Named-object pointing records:
(begin)
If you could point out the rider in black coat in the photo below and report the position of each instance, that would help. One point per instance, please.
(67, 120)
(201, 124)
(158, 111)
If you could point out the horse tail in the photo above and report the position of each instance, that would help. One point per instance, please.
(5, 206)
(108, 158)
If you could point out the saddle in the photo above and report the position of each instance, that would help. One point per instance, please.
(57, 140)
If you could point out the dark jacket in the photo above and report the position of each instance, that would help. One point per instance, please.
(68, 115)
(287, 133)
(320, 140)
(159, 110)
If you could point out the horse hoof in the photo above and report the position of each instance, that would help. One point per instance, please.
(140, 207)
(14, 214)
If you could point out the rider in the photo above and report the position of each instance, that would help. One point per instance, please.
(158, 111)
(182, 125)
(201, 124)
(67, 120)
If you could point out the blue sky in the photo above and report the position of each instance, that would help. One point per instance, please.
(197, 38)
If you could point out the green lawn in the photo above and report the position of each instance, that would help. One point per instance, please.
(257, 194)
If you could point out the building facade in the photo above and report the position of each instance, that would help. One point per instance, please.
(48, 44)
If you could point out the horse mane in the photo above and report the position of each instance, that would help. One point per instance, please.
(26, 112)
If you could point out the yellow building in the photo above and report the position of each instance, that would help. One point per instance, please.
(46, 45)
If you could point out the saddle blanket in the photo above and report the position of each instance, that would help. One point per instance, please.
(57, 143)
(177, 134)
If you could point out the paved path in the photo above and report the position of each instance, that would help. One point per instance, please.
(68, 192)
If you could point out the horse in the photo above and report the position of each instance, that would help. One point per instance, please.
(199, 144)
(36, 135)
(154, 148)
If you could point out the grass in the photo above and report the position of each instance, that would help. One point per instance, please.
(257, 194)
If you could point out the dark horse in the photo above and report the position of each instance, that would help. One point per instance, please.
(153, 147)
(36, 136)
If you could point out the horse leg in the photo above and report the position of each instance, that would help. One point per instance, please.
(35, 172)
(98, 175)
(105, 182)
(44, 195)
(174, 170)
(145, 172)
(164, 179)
(end)
WRITTEN REQUEST: Output each record exactly, leaving nothing out.

EXERCISE OUTPUT:
If you could point out the rider in black coat in the photo below and report the position of each instance, that would help. One point per instance, please.
(67, 120)
(201, 124)
(158, 111)
If you could point out the horse tail in the photo above and report the position of each instance, that would help. One point per instance, please.
(5, 206)
(108, 158)
If you could point out the saddle in the photo above and report the position of each instance, that would help. One point per instance, please.
(57, 140)
If you could point out the dark jacket in the photo above and report the position of each instance, that would help. One point per instance, please.
(68, 115)
(287, 133)
(320, 140)
(159, 110)
If you could point out the horse hoof in the photo above and report the position of each instance, that would help. One point per instance, please.
(140, 207)
(14, 214)
If you could point out the rider in the photo above and report the position of each instance, that would help. One point per instance, please.
(158, 111)
(182, 125)
(201, 124)
(67, 120)
If you could point out the blue sky in the photo above and report the position of each instance, that would help. One point per instance, please.
(197, 38)
If you could point out the green lawn in the photo above and report the position of each instance, that would help. One point per instance, please.
(257, 194)
If you could point out the building facade in the photo above and report the position of each instance, that would help. One point per instance, please.
(48, 44)
If you could point out the horse mane in the photo above and report the position of each instance, that would help. One point per instance, please.
(26, 112)
If you could point out the yellow building in the photo above and report the position of each instance, that would help. One point per instance, please.
(46, 45)
If you could point out the saddle blanket in the photo above and report the position of each instance, that would help. One point per instance, please.
(57, 143)
(177, 134)
If you could point out the paved path in the photo above and report the position of each instance, that would help. One point per instance, please.
(68, 192)
If you could point out the horse in the photo above and report the position of each instance, that would help. One point per instance, please.
(199, 144)
(36, 135)
(154, 148)
If you could point out the grass in the photo above and report the position of each instance, that would help. One point per instance, please.
(257, 194)
If you could point out the dark horse in the photo above and report the position of each instance, that would help. One point per instance, please.
(153, 147)
(36, 136)
If you could point out the horse leg in the photo above and report the position of each instance, that would help. One point per instance, please.
(35, 172)
(98, 175)
(105, 182)
(44, 195)
(174, 170)
(145, 172)
(164, 179)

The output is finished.